--- Begin DATA SHOWN ---

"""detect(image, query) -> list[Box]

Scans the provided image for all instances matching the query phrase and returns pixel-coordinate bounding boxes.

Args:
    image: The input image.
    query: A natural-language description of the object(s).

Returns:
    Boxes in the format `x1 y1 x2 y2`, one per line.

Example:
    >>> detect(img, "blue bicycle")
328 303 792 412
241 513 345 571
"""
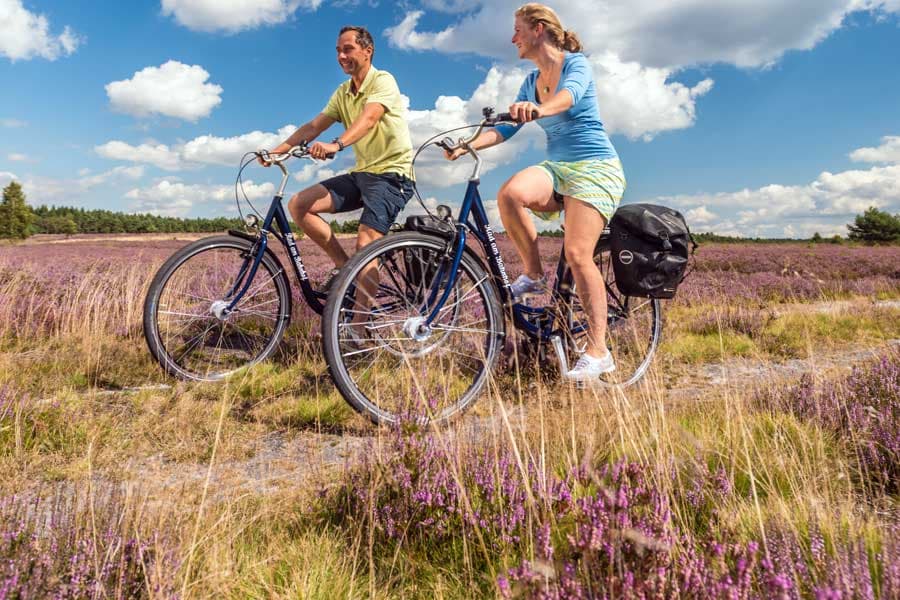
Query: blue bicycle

--- End DATA SHOWN ---

• **EXERCISE PROMPT**:
Reproduce every line of the data above word for word, omitting the pictures.

• **SOLVED EXERCISE**:
"""detect(image, query) -> list[Box]

Scans the provided image for all instances matching the query phrase and returns pixel-coordinate bounding boxes.

Args:
    image: The input image.
    query: A natural-language description of the object(s).

Returns:
    Boxes in the format `x1 y1 x2 y2`, one per line.

Example:
    >>> detect(img, "blue bicycle")
328 303 792 412
241 513 345 571
"""
Query: blue bicycle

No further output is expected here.